Selain dikunjungi karena keberadaan Masjid Darul Aman, daerah Soi 7 ini juga ramai didatangi wisatawan muslim untuk mencari makanan halal. Salah satu warung makan terdekat dari Darul Aman adalah Warung Ali Selatan (foto sebelah kanan) yang hanya berjarak sekitar 50 m ke utara masjid. Pak Ali menyediakan menu-menu khas melayu yang sama cita rasanya dengan hidangan di Indonesia. Ketika itu kami datang bertiga, memesan masing-masing sepiring nasi dengan lauk utama ayam/ikan dan minuman es teh manis/es jeruk. Total harga tak sampai 200 Baht (sekitar Rp. 60.000-an). 
Di sepanjang Jl. Phetchaburi, tepatnya di sekitar mulut Soi 7, bertebaran rumah makan halal lain. Salah satu yang sempat kami kunjungi adalah M-House (foto di bawah). Menariknya, M-House juga ternyata menyediakan penginapan murah meriah/hostel namun cukup aman yang berdasarkan pengamatan kami ternyata diminati juga oleh para pelancong backpacker asal Indonesia yang bersama-sama kami sedang makan malam juga di sini. Backpacker tampaknya akan menyukai tipe kamar asrama, kapasitas 3 ranjang susun atau 6 orang per kamar (khusus kamar pria atau wanita, tidak bisa campur) dengan kamar mandi di luar/share yang dijual mulai Rp. 140.000-an per orang.

M-House pun menyediakan menu melayu selain masakan Thai. Ketika itu kami memesan semacam martabak telur yang disajikan di atas hot plate, dan ice Thai tea (foto kiri bawah). Harga menu di sini pun tergolong murah. Tampak suasana bagian dalam M-House yang full Wi-Fi ini, dengan meja sebelah yang terlihat dipakai oleh rekan backpacker asal Indonesia yang kami singgung di atas (foto kanan bawah).

Selain di seputaran Phetchaburi, makanan halal cukup mudah dijumpai pula di mall Mah Boon Khrong (MBK), Siam. Salah satu restoran halal yang menjadi favorit kami beberapa tahun belakangan adalah Yana Restaurant @ MBK yang menyajikan menu makanan Thai dan internasional (foto sebelah kanan).

####################

* [Daftar Soal]
1 > Ambil persis bagian kutipan tentang makanan halal di Bangkok, mulai dari kata-kata yang memuat "M-House pun menyediakan" dan berhenti setelah kata-kata "(foto kanan bawah).".
2 > Berdasarkan kutipan tentang makanan halal di Bangkok, berapa jarak Warung Ali Selatan dari Masjid Darul Aman?

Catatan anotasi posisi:

####################

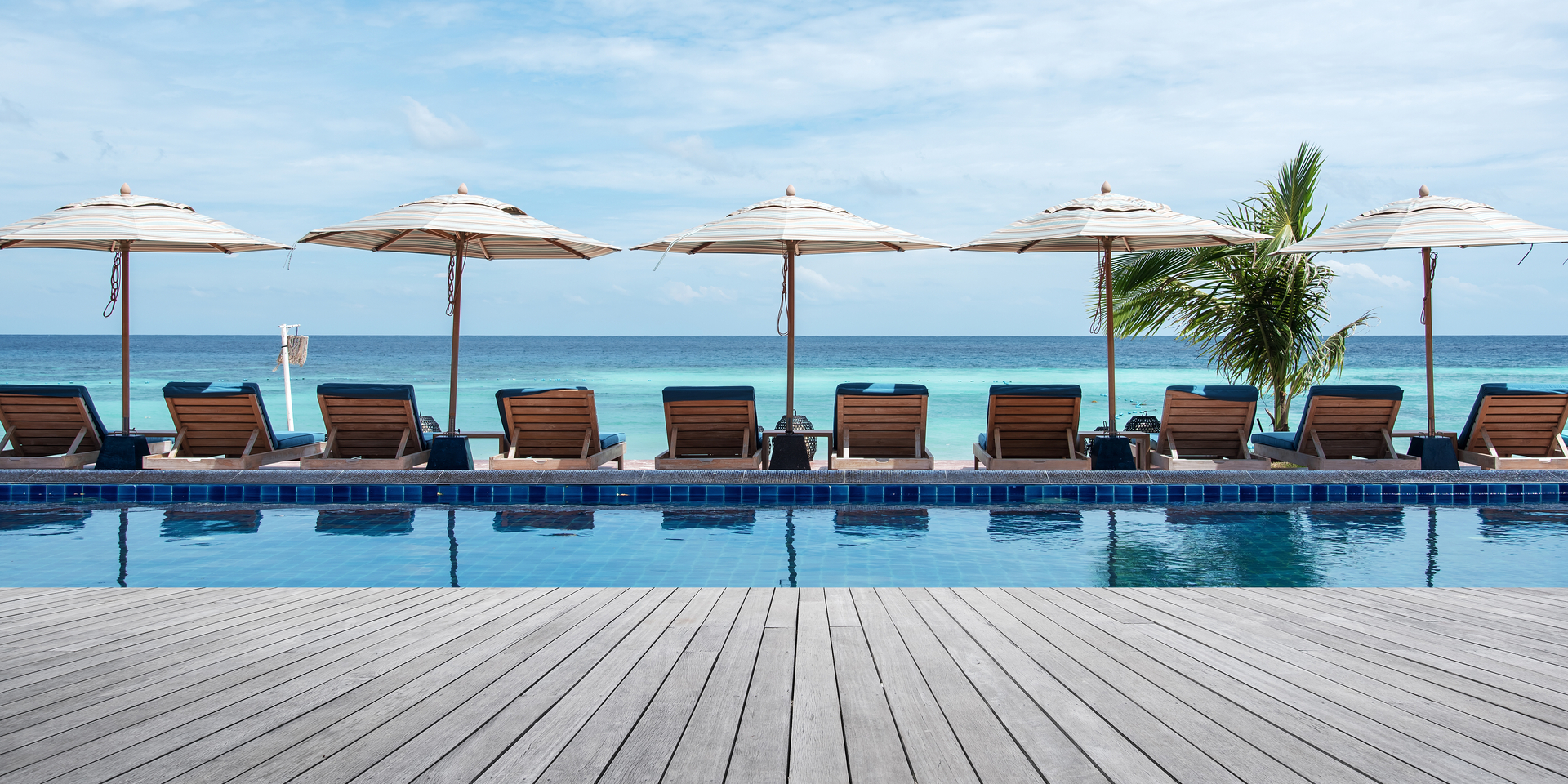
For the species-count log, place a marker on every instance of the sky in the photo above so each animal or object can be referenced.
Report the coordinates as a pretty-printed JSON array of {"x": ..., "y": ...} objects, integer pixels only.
[{"x": 626, "y": 121}]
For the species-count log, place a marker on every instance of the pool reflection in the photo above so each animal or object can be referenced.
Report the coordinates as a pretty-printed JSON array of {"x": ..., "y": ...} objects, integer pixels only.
[
  {"x": 366, "y": 523},
  {"x": 209, "y": 523},
  {"x": 513, "y": 521}
]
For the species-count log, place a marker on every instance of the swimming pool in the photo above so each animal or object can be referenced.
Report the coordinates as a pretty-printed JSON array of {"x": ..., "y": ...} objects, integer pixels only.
[{"x": 1214, "y": 545}]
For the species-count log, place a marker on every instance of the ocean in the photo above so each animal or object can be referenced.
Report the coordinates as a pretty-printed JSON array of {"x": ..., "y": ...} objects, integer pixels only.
[{"x": 626, "y": 373}]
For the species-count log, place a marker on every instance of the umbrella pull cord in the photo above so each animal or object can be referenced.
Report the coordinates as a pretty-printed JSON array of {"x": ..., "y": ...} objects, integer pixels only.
[
  {"x": 114, "y": 286},
  {"x": 778, "y": 323},
  {"x": 452, "y": 281}
]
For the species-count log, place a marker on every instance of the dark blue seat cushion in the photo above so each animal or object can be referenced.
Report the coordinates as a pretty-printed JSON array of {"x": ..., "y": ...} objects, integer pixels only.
[
  {"x": 1361, "y": 392},
  {"x": 1037, "y": 390},
  {"x": 59, "y": 391},
  {"x": 376, "y": 392},
  {"x": 687, "y": 394},
  {"x": 1244, "y": 392},
  {"x": 882, "y": 390},
  {"x": 179, "y": 390},
  {"x": 1498, "y": 391}
]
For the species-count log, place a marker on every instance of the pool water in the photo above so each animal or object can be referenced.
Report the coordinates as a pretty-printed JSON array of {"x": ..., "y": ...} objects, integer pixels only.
[{"x": 1319, "y": 545}]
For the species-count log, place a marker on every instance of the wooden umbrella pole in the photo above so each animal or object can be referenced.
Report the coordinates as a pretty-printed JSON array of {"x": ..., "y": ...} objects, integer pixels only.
[
  {"x": 1426, "y": 318},
  {"x": 457, "y": 322},
  {"x": 124, "y": 334},
  {"x": 789, "y": 310},
  {"x": 1111, "y": 341}
]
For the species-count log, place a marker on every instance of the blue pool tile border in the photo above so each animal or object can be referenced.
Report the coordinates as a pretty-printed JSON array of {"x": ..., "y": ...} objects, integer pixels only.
[{"x": 787, "y": 494}]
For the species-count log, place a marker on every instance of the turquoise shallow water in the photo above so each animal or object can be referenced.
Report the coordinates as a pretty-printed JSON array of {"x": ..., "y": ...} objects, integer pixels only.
[
  {"x": 627, "y": 372},
  {"x": 1322, "y": 545}
]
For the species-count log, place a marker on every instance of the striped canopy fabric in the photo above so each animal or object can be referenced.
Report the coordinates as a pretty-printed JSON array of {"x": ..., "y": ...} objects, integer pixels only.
[
  {"x": 1429, "y": 221},
  {"x": 814, "y": 226},
  {"x": 492, "y": 229},
  {"x": 149, "y": 225},
  {"x": 1133, "y": 225}
]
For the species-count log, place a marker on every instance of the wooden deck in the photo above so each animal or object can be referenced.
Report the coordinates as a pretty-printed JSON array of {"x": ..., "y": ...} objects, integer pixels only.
[{"x": 782, "y": 684}]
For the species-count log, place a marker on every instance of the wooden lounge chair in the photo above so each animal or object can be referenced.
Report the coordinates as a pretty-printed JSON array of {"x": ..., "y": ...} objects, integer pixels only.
[
  {"x": 1032, "y": 427},
  {"x": 226, "y": 427},
  {"x": 369, "y": 427},
  {"x": 1206, "y": 429},
  {"x": 47, "y": 427},
  {"x": 880, "y": 427},
  {"x": 554, "y": 429},
  {"x": 1513, "y": 427},
  {"x": 1343, "y": 429},
  {"x": 712, "y": 429}
]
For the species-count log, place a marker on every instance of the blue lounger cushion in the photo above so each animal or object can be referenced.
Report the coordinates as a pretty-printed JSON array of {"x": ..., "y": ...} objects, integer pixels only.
[
  {"x": 376, "y": 392},
  {"x": 60, "y": 391},
  {"x": 882, "y": 390},
  {"x": 1361, "y": 392},
  {"x": 286, "y": 439},
  {"x": 1242, "y": 392},
  {"x": 1498, "y": 391},
  {"x": 687, "y": 394},
  {"x": 1037, "y": 390}
]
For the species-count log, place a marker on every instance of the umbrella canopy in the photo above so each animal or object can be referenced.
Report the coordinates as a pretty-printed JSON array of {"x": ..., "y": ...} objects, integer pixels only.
[
  {"x": 460, "y": 226},
  {"x": 1106, "y": 223},
  {"x": 1428, "y": 221},
  {"x": 791, "y": 226},
  {"x": 121, "y": 223},
  {"x": 491, "y": 229}
]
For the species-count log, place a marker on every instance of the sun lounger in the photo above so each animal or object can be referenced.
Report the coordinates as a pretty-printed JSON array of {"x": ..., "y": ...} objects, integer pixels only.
[
  {"x": 1513, "y": 427},
  {"x": 1343, "y": 429},
  {"x": 1032, "y": 427},
  {"x": 226, "y": 427},
  {"x": 1206, "y": 429},
  {"x": 554, "y": 429},
  {"x": 710, "y": 429},
  {"x": 369, "y": 427},
  {"x": 47, "y": 427},
  {"x": 880, "y": 427}
]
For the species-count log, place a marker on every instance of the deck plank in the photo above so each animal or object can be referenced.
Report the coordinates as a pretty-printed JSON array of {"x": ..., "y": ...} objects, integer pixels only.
[{"x": 1082, "y": 686}]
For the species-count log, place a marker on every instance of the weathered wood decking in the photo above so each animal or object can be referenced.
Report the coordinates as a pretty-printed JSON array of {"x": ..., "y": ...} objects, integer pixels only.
[{"x": 780, "y": 684}]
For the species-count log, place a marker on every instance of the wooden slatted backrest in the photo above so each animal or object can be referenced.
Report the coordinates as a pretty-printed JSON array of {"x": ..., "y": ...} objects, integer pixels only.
[
  {"x": 1205, "y": 427},
  {"x": 1348, "y": 427},
  {"x": 363, "y": 427},
  {"x": 710, "y": 429},
  {"x": 554, "y": 424},
  {"x": 1526, "y": 425},
  {"x": 880, "y": 425},
  {"x": 216, "y": 427},
  {"x": 44, "y": 425},
  {"x": 1032, "y": 427}
]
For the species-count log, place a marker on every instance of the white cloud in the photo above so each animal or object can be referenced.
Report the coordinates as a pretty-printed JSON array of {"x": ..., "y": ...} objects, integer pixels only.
[
  {"x": 13, "y": 115},
  {"x": 433, "y": 132},
  {"x": 684, "y": 294},
  {"x": 1366, "y": 274}
]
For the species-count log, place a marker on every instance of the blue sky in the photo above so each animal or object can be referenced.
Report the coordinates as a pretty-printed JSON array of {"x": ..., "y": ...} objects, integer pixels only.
[{"x": 627, "y": 119}]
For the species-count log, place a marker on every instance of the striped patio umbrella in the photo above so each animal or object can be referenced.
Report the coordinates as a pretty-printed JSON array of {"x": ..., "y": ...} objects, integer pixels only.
[
  {"x": 1428, "y": 221},
  {"x": 460, "y": 226},
  {"x": 789, "y": 228},
  {"x": 1106, "y": 223},
  {"x": 119, "y": 223}
]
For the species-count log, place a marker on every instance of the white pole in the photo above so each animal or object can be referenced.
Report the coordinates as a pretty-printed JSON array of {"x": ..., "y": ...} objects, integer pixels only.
[{"x": 287, "y": 386}]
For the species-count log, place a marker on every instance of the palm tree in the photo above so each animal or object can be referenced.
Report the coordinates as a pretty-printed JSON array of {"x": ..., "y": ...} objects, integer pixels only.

####################

* [Jawaban Tiap Soal]
1 >
M-House pun menyediakan menu melayu selain masakan Thai. Ketika itu kami memesan semacam martabak telur yang disajikan di atas hot plate, dan ice Thai tea (foto kiri bawah). Harga menu di sini pun tergolong murah. Tampak suasana bagian dalam M-House yang full Wi-Fi ini, dengan meja sebelah yang terlihat dipakai oleh rekan backpacker asal Indonesia yang kami singgung di atas (foto kanan bawah).

2 > Warung Ali Selatan berjarak sekitar 50 m ke utara Masjid Darul Aman.